— START Source excerpt —

Yet this morning, deep in some recurring dream reconstituting an old commute and the reasons whyfor, at not, it might be argued, an unreasonable hour for someone departing the docks for an adventure, but arguably still a bit early for someone who has no call to wake up let alone get out of bed for a walk along some deserted slipway, I received the following headline-worthy news item of personal note from an old friend who I might add has I think never before texted me any message whatsoever and who indeed calls less frequently than my poor mother used to:

“We are on our way
to Texas. I am
enjoying the book
you sent: Three
Men in a Boat.
Thanks.”

8:20 AM

I picked up the phone, read said message with interest, got out of bed, made some coffee, bringing a cup to Susan and taking mine out for a yard walkabout where I decided I really should cut at least the back grass today, came back in for a second cup, and sat down to put up this post, thinking, I hope he’s not texting while driving. I hesitate however to discourage text messages from, say, a reststop. I remember Kerouac’s general advice not to use the phone, because, he argued, people are never ready to talk, and he advised using poetry instead. And, indeed, “We are on our way” is a perfect poem written evermuch in the Kerouac style.

Of Friendship

“Those friends thou hast, and their adoption tried, Grapple them to thy soul with hoops of steel,” the bumbling Lord Polonius in Shakespeare’s play “Hamlet” tells his son Laertes in a rant of advice often repeated since as sage and sound. But who wants to be grappled with a metal belt? Neither is friendship a luxury cruise liner where one might go shopping for a friend. A rowboat, maybe, lost on some stormy night on some stormy sea in some stormy argument, a crew of two with only one oar. A lack of friends may be associated with loneliness, and one is often never so lonely as when part of a crowd in which one can find no partner. Acquaintances and neighbors are often confused with friends when they are not. Likewise, parents, children, and siblings, when impressed as friends are often the first to jump ship. A friend at court can hardly be trusted, neither is one’s cohort a circle of friends. A friend in need is not free. To simply like is not necessarily to befriend. What is the focus point of a circle of friends? One’s spouse must not be mistaken for one’s friend, nor one’s friend mistaken for one’s spouse. Friendship is not a vessel, unless it is a ship of fools.

Home-word Bound #1

Social distancing guidelines now include no more than 10 people gathered together in one place, and, anyway, to stay home. I grew up one of ten kids. The doors and windows to our house were never locked. I never even had a key to the place. And friends and friends of friends roamed freely across the threshold, in and out. A restriction of no more than 10 at any one time might have come as a welcome rule for my parents – but they rarely objected to visitors.

I’ve lived at 19 different addresses over time, never alone, not including the room in the garage at the back of our lot my dad and I built when I got back from the army and found my digs in the house usurped by younger siblings.

— END Source excerpt —

* What is asked
Write the next part of the personal essay on friendship and home, starting right after its final sentence about the garage room.

— START Data records —

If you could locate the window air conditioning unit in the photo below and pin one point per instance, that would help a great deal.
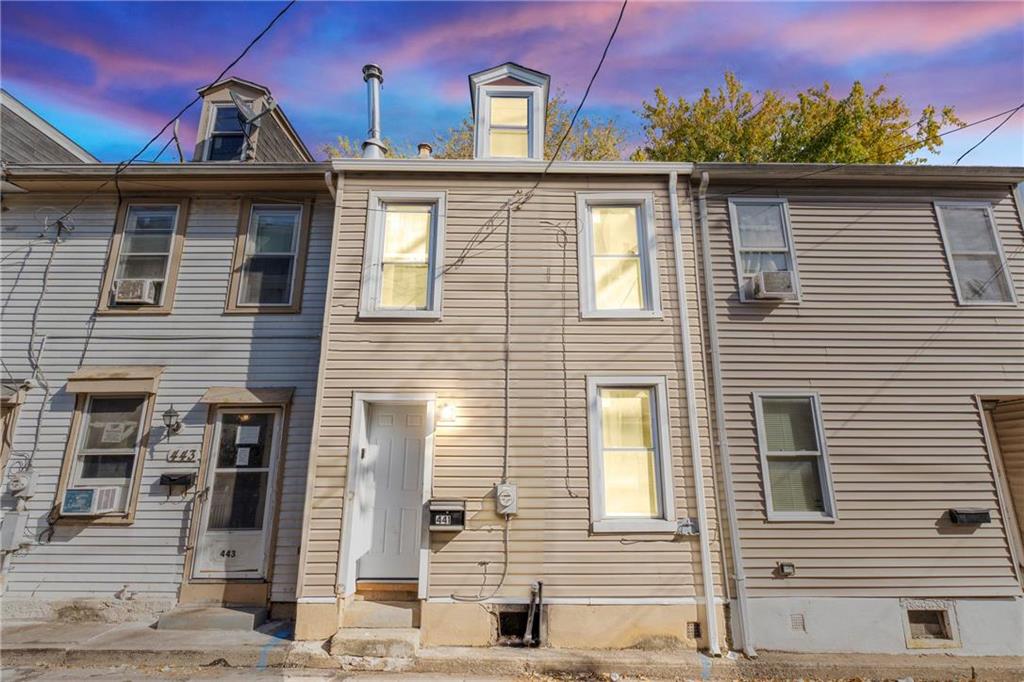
(778, 285)
(137, 292)
(89, 501)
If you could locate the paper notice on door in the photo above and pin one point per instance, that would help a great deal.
(247, 435)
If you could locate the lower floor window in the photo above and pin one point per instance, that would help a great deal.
(107, 451)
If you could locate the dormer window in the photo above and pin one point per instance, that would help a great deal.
(227, 140)
(509, 103)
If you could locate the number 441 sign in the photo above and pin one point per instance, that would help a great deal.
(182, 455)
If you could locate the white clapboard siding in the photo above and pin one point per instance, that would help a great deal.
(880, 336)
(461, 357)
(200, 347)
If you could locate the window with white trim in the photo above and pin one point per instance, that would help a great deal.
(795, 466)
(975, 253)
(762, 237)
(401, 275)
(147, 245)
(631, 471)
(617, 256)
(107, 451)
(271, 249)
(227, 139)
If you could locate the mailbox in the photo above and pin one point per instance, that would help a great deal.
(448, 515)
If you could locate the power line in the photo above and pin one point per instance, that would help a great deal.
(990, 132)
(125, 164)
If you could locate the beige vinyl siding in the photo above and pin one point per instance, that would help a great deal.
(199, 346)
(460, 357)
(897, 363)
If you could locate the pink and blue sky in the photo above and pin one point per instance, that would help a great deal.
(111, 74)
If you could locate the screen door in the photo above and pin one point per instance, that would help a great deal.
(238, 501)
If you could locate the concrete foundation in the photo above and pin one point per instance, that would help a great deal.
(986, 627)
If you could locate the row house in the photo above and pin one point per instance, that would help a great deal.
(586, 403)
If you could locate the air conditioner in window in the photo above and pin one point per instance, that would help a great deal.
(136, 292)
(89, 501)
(778, 285)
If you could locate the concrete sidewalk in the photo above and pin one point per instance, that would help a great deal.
(99, 645)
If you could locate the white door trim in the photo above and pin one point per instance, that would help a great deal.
(357, 431)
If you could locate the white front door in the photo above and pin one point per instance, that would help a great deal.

— END Data records —

* The output
But I’ve lived in the house I’m in now for 30 years. It was built in 1907 in what was then a mostly truck farming community or trolley commute from downtown Portland. The street name is now Southeast 69th Avenue, but it was originally named East View Street. A house this old comes with stories, particularly one that has been home to several households over the years. Those stories are often told by neighbors who have overlapped stays with other neighbors.

Not long after we first moved in, I was digging around in the backyard and uncovered a large clam shell. The occupants just prior to us lived in the house 12 years before we moved in. The shell, we learned from one of our old-timer neighbors, predated those years. There had been a family, lived in our house, who hosted South Pacific sailors who regularly came to port for the annual Rose Festival (the first Rose Festival Parade was held downtown in 1907). One year, one of the sailors brought the shell as a gift for the house hosts. We learned from that same old-timer neighbor that another year one of the sailors died in the house. He collapsed from a heart attack in the entry room. His name was Joe. His host would later also die in the house, in the downstairs bathroom, also from a heart attack. His name was also Joe.

Lately, homebound by local decree, I’ve increased my walks around the neighborhood, reflecting on houses. Local neighborhood lore tells of one house that was once a tuberculosis sanatorium, another that was a brothel, another that was a small barbershop, another that was a local post office. It’s not a neighborhood of any spectacular historical interest. While a few of the houses might maintain historical value, there’s no doubt that in another hundred years they will all be replaced. The clam shell might still be somewhere around, though. Maybe something still will be living in it.

From Shakespeare’s “Hamlet,” Act II:

Ham. Then is doomsday near: but your news is not true. Let me question more in particular: what have you, my good friends, deserved at the hands of Fortune, that she sends you to prison hither?

Guil. Prison, my lord!

Ham. Denmark’s a prison.

Ros. Then is the world one.

Ham. A goodly one; in which there are many confines, wards and dungeons, Denmark being one o’ the worst.

Ros. We think not so, my lord.

Ham. Why, then, ’tis none to you; for there is nothing either good or bad, but thinking makes it so: to me it is a prison.

Ros. Why, then, your ambition makes it one; ’tis too narrow for your mind.

Ham. O God, I could be bounded in a nut-shell and count myself a king of infinite space, were it not that I have bad dreams.

East Portland, 1907. Mt Tabor is dark, tree covered hill, middle right.
Photo: Oregon Historical Society.
East Portland, 1891 (OHS). View looking east from Mt Tabor.

Hamlet’s Status (A Play in Six Posts)

Hamlet, at his computer. Enter Polonius:Hamlet's Status

Polonius: What friends thou hast, add them fast, Lord Hamlet.

Hamlet: Polonius advises us to link our souls with hoopla,
When twice this same moon updates us,
But still to me she hath not chatted.

Polonius: Light lord, thy status in disconnect must be,
Causing you this dark and dour distress.

Hamlet: Fish not, sir; I fear she hath deleted me.
What post supports this knotted matter?
False light quickly fades, casting us in dark shadows.
Let the clouds betide, let the rains come
So thick and dark not the bark of the ark stays dry.

Polonius: Despair not, care not, Lord, care less than not.
Some new compeer will soon light your night
With comely links and notes bright.
Light be your aim, Lord, light your audience,
And this will give light to thee.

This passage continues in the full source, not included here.